● Stated goal: Copy the material word for word, starting at the line that contains "pew, that would be most welcome." and ending at the end of the material.
•••
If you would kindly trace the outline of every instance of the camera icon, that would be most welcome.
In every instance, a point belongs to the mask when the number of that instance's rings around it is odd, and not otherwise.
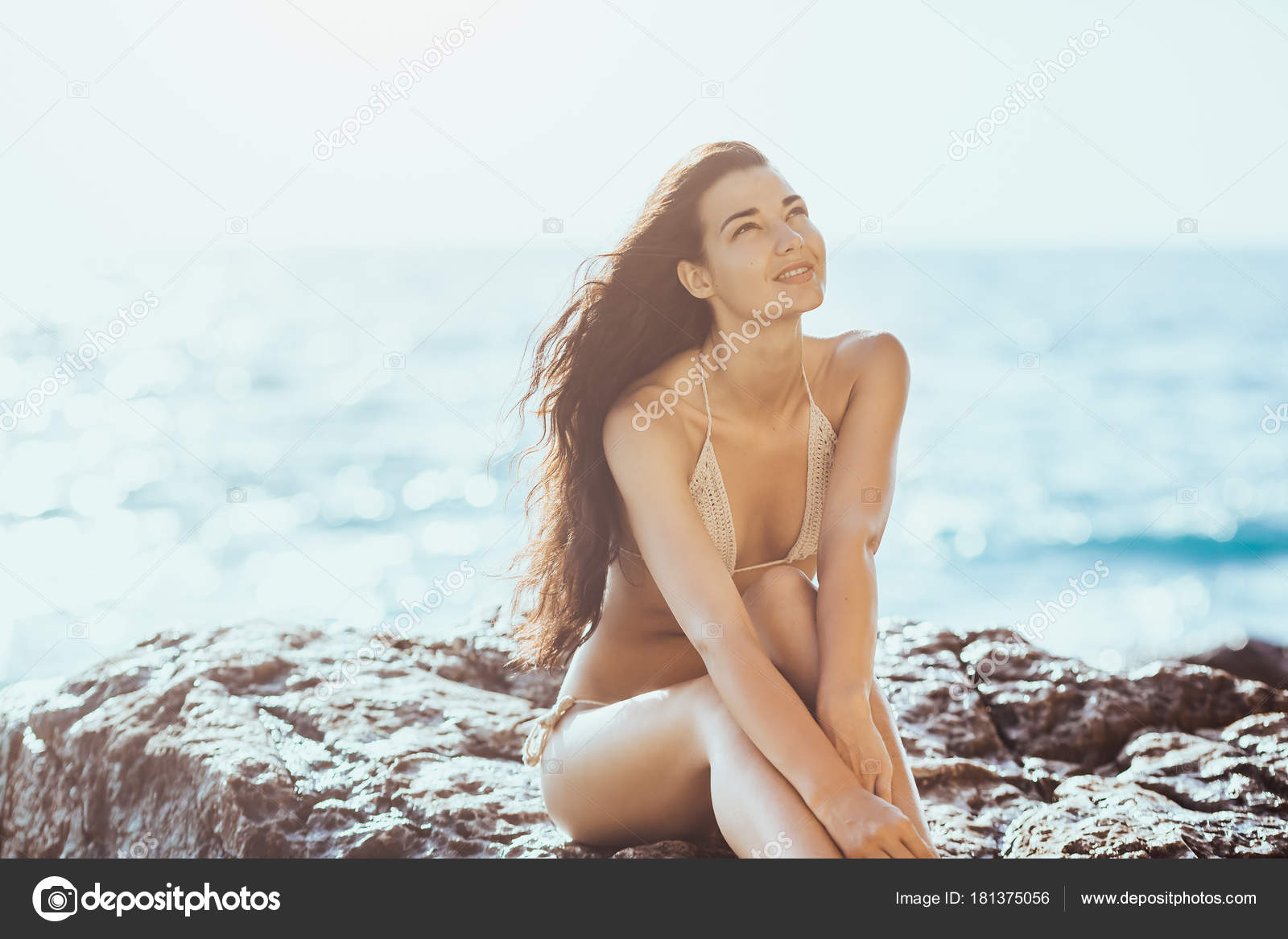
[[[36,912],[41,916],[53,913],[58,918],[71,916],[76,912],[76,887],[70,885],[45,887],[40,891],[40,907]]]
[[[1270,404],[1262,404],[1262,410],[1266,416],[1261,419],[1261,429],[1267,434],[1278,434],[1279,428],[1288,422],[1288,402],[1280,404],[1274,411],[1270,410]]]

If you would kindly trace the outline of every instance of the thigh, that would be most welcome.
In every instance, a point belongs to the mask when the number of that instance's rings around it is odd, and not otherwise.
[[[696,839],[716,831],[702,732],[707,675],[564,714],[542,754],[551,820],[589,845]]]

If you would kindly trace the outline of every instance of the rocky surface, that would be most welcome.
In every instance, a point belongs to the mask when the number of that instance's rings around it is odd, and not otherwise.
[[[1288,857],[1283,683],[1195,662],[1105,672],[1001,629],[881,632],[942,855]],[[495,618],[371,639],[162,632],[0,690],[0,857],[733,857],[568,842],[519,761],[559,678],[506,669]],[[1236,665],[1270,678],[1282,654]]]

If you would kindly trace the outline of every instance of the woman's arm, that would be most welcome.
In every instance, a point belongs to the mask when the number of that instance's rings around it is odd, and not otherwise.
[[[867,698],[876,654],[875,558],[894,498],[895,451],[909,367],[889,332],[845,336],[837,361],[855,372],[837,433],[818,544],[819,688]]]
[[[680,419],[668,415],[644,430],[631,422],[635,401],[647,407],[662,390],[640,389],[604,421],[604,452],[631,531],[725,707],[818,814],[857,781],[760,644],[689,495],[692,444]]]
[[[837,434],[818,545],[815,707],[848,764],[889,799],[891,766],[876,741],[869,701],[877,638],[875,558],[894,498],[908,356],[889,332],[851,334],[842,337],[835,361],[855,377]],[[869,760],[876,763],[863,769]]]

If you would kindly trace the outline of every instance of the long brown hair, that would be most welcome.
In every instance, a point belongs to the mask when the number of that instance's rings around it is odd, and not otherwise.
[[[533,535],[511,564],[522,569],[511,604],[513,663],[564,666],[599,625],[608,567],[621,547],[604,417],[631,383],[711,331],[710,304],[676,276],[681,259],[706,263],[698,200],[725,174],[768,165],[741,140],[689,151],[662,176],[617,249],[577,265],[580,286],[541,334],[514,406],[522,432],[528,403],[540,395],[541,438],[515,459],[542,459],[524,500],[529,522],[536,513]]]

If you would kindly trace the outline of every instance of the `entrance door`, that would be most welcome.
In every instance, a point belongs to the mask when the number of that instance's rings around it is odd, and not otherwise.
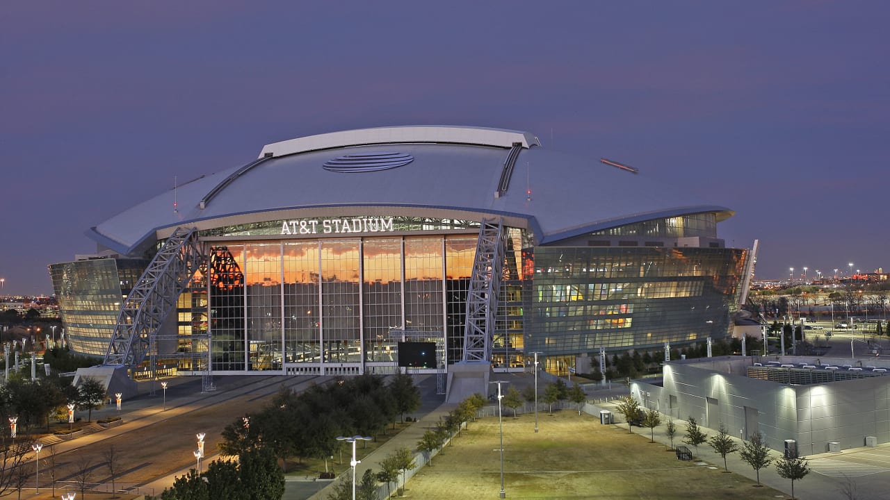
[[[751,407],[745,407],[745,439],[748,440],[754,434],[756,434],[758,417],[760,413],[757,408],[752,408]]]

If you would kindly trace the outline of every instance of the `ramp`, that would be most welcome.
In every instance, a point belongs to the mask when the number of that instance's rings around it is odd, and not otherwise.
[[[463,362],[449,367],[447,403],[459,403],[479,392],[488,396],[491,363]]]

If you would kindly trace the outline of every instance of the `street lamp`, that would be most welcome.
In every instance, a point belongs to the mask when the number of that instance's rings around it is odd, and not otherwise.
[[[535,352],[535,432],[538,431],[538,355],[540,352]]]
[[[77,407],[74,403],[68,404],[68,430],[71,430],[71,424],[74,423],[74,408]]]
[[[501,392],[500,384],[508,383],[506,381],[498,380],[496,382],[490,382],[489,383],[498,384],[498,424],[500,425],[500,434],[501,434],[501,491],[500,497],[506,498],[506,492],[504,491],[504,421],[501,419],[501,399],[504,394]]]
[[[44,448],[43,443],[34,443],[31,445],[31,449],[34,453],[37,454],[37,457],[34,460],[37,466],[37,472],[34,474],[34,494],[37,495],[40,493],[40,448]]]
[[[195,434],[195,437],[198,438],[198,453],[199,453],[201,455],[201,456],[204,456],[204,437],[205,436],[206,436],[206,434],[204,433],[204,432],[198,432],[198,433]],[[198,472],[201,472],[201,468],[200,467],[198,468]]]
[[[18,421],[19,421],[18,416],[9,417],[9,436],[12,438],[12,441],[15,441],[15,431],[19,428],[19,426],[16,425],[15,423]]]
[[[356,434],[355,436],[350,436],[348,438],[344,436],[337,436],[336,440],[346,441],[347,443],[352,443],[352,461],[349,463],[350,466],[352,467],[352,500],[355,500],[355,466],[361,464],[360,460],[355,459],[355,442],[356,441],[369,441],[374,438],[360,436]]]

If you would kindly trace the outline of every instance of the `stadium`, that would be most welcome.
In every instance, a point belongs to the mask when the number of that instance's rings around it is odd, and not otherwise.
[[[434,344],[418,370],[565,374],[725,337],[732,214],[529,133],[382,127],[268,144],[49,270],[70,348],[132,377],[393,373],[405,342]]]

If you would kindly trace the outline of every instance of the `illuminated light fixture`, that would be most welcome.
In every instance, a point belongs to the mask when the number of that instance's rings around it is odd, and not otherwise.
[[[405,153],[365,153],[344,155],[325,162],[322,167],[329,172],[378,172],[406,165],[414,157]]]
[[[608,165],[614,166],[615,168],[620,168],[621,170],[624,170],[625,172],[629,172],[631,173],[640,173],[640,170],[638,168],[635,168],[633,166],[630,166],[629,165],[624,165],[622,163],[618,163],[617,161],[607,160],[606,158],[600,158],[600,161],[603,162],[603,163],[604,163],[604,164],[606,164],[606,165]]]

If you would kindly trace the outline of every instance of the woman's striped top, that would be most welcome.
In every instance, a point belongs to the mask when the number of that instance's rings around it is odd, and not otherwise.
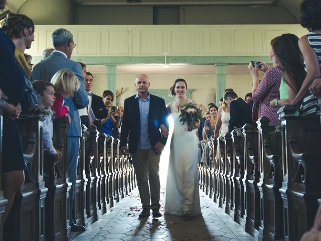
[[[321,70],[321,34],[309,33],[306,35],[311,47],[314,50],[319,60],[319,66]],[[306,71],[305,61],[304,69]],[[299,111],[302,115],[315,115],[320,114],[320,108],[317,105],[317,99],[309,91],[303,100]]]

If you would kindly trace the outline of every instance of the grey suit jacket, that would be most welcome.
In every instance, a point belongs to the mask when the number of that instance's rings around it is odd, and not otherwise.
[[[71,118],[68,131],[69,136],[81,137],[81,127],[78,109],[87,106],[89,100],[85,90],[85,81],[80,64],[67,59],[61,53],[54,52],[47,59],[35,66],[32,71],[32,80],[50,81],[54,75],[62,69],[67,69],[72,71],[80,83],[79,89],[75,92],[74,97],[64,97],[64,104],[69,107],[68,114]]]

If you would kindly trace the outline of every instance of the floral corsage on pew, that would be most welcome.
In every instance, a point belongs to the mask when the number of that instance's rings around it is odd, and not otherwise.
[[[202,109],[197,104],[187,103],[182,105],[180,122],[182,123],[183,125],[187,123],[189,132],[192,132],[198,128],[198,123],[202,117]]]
•••
● Solution to this problem:
If you would kindly trace the outline of every instance of the floral corsage on pew, that would be most welcome.
In every instance, a point belongs to the mask when the number of that instance's rings around it is odd, and not otherwise.
[[[202,109],[197,104],[187,103],[182,105],[180,122],[182,123],[183,125],[187,123],[189,132],[192,132],[198,128],[198,123],[202,117]]]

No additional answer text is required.